__What the exercise asks__
Copy word for word the part of the material below that opens with the line containing "Outline taro plant above." and runs through the end of the material, both ends included.

Records from a data collection:
^^^^^^^^
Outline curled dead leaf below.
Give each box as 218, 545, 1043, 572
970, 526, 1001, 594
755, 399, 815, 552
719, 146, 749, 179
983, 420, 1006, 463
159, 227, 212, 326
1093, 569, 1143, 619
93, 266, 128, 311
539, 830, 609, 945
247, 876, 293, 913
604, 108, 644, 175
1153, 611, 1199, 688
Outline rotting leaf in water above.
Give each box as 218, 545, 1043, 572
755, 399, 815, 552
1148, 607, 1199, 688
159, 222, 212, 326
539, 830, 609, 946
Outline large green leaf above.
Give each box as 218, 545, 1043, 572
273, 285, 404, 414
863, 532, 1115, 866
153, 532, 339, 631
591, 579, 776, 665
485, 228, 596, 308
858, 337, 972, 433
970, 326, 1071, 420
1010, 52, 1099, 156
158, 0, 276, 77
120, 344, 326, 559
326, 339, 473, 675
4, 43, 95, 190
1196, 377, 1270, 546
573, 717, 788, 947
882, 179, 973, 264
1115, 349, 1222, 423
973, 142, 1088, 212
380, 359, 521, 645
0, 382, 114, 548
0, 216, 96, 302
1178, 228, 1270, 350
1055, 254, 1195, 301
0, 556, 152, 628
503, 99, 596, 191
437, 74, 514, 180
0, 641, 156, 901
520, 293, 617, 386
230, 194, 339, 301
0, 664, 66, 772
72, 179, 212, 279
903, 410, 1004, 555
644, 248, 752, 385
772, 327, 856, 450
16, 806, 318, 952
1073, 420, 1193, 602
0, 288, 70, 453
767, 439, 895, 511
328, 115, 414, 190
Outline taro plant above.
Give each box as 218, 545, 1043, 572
^^^^^^^^
__Final answer__
Outline taro plant above.
Give each box as 218, 545, 1043, 572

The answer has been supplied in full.